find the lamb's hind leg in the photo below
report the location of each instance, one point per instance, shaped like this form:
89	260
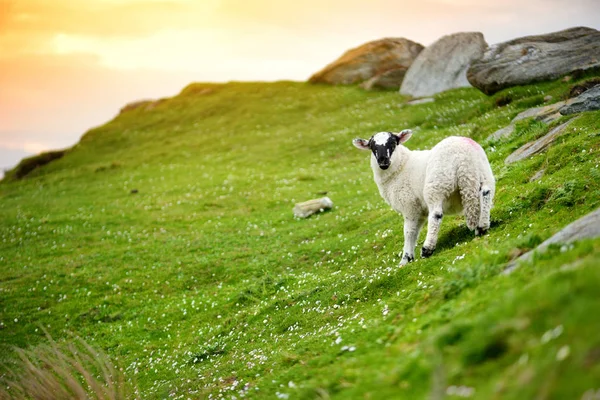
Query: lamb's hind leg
486	206
434	222
412	227
470	198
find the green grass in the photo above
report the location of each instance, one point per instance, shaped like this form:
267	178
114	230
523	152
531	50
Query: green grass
203	284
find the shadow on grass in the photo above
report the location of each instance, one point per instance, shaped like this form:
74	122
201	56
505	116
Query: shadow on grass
460	234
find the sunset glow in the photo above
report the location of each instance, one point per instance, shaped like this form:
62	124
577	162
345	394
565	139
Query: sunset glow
67	65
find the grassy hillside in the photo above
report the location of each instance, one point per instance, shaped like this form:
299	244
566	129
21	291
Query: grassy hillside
166	239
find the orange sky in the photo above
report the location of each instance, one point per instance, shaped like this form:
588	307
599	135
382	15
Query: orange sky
67	65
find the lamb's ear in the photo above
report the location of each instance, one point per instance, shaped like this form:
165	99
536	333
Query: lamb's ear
404	135
361	144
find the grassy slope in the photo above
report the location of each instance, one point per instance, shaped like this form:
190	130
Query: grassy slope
203	284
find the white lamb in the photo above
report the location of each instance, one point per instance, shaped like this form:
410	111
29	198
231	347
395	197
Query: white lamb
454	176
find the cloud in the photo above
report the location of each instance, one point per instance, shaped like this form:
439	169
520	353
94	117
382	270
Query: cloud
51	101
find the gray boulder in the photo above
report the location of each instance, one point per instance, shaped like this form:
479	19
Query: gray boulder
535	58
443	65
587	101
587	227
388	80
370	60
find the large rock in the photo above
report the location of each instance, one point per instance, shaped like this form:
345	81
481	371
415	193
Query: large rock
535	58
539	145
587	101
587	227
372	59
443	65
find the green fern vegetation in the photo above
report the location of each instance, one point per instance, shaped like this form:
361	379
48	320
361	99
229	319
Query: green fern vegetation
166	239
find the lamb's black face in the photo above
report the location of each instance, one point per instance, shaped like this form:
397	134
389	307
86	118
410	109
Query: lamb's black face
382	145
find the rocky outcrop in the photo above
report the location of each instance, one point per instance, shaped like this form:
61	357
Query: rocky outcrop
388	80
587	101
535	58
29	164
537	146
587	227
387	59
443	65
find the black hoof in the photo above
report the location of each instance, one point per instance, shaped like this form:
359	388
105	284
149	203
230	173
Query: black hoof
426	252
480	231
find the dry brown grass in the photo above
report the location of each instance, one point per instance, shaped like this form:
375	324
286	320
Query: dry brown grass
70	371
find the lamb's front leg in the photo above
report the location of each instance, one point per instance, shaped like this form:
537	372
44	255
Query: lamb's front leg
433	228
412	227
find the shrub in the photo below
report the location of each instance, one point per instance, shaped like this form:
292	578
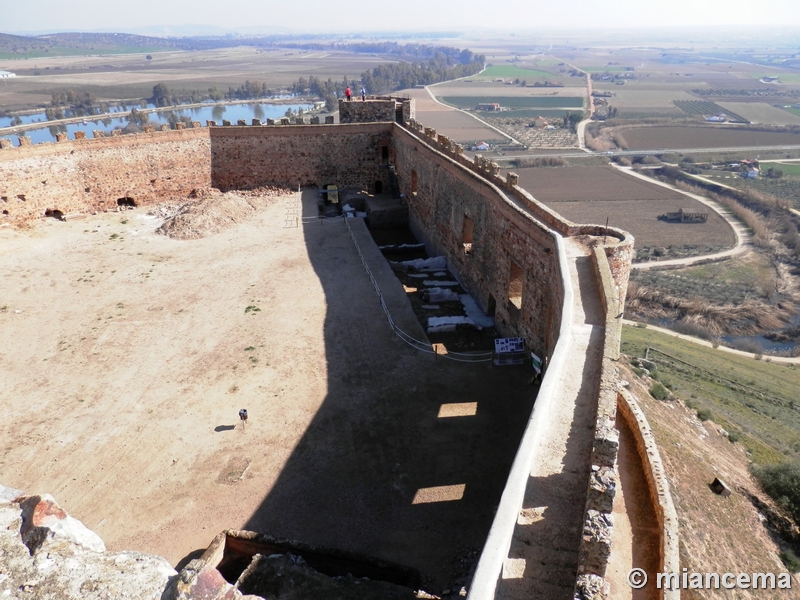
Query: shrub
704	414
782	483
659	392
790	560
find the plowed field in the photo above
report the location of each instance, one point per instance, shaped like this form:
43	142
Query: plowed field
592	194
654	138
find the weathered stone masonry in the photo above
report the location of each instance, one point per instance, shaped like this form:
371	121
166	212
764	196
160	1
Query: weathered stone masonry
93	174
446	192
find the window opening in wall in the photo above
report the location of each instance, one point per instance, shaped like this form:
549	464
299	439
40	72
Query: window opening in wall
466	234
515	281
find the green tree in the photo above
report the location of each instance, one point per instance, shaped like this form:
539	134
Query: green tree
782	483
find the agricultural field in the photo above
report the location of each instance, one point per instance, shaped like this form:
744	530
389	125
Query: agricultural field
731	281
761	113
535	137
515	72
655	138
704	108
785	188
594	194
464	87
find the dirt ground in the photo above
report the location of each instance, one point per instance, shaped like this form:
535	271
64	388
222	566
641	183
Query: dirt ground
594	194
651	138
132	76
126	357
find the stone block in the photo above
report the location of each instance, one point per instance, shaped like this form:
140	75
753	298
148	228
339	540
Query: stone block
595	549
602	489
720	487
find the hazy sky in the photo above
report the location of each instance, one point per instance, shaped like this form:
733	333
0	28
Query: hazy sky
348	16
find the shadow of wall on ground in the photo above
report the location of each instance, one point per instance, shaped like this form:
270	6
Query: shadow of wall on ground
377	440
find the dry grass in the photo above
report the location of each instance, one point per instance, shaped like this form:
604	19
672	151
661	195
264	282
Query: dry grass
750	317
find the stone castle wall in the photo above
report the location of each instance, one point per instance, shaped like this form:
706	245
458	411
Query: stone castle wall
441	195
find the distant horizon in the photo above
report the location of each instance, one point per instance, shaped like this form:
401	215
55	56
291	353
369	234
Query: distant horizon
787	34
470	17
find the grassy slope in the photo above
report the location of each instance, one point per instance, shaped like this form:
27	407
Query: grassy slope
759	404
716	534
514	71
516	101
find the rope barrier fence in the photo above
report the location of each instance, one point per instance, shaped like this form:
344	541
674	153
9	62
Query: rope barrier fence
420	345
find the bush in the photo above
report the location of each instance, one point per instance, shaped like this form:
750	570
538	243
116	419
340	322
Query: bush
659	392
782	483
704	414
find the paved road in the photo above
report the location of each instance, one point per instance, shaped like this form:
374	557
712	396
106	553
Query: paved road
776	359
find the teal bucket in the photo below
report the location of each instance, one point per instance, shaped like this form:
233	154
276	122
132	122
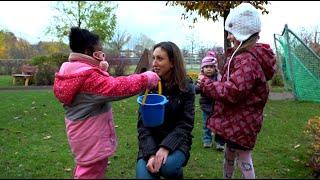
= = = = =
# Written instruction
Please pull out every line of the listing above that contains the word "face", treating uppercase and lowercase letters as different.

# Final result
find the lamb's black face in the photo above
Query: lamb's black face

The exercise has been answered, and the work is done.